• AIM OF THE EXERCISE:
Read the entries below and pull out each line with the string "door".

• DATA FOR THE TASK:

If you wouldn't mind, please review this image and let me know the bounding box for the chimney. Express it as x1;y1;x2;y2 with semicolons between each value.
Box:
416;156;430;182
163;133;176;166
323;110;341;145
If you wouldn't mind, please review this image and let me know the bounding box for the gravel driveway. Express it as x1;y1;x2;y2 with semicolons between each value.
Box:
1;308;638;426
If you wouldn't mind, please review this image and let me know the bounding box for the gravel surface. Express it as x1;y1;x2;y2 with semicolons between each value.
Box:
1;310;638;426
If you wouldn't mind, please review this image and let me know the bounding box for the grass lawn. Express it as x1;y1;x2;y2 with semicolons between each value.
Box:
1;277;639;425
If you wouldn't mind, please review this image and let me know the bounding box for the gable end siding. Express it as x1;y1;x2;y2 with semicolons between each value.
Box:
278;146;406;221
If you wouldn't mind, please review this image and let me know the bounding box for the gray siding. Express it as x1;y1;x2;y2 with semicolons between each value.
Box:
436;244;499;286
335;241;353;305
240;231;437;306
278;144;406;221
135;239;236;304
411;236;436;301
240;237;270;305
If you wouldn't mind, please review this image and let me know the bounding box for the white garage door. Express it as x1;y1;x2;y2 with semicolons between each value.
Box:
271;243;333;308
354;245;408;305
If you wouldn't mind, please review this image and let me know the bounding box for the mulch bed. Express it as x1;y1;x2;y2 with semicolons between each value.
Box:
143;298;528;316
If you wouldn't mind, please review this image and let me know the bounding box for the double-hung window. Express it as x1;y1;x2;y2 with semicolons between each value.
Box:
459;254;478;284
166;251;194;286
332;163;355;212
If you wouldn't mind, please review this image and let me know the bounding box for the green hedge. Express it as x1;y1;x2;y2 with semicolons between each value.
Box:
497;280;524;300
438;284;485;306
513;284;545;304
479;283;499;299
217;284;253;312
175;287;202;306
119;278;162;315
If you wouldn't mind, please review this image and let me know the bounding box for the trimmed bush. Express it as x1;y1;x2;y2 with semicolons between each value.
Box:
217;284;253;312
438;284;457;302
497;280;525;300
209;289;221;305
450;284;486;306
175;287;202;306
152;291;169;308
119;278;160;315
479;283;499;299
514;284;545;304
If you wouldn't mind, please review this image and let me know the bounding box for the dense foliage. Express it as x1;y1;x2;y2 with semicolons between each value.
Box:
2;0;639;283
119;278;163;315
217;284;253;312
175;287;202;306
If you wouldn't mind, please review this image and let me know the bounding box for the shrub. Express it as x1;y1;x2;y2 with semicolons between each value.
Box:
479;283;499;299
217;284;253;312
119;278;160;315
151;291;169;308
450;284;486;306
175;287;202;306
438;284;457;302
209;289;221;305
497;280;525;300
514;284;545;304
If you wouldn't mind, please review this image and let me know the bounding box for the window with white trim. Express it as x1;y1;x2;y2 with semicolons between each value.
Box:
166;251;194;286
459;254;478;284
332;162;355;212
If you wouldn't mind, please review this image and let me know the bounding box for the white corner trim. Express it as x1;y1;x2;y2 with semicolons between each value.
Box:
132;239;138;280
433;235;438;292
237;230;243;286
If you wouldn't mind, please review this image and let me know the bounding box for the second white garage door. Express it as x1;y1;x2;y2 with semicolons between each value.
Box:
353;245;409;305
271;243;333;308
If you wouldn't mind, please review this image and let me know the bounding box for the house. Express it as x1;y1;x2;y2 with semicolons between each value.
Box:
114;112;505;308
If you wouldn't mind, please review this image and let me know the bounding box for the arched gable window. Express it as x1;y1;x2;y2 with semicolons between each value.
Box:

• RESULT FOR THIS EXERCISE:
If you wouldn't mind, please review this image and let me know the bounding box for the white garage door. Express it as x1;y1;x2;y2 with semicolons between each value.
If you wouldn't mind, please review this image and let me know the bounding box for the second white garage door. Express it as x1;y1;x2;y2 with semicolons between each value.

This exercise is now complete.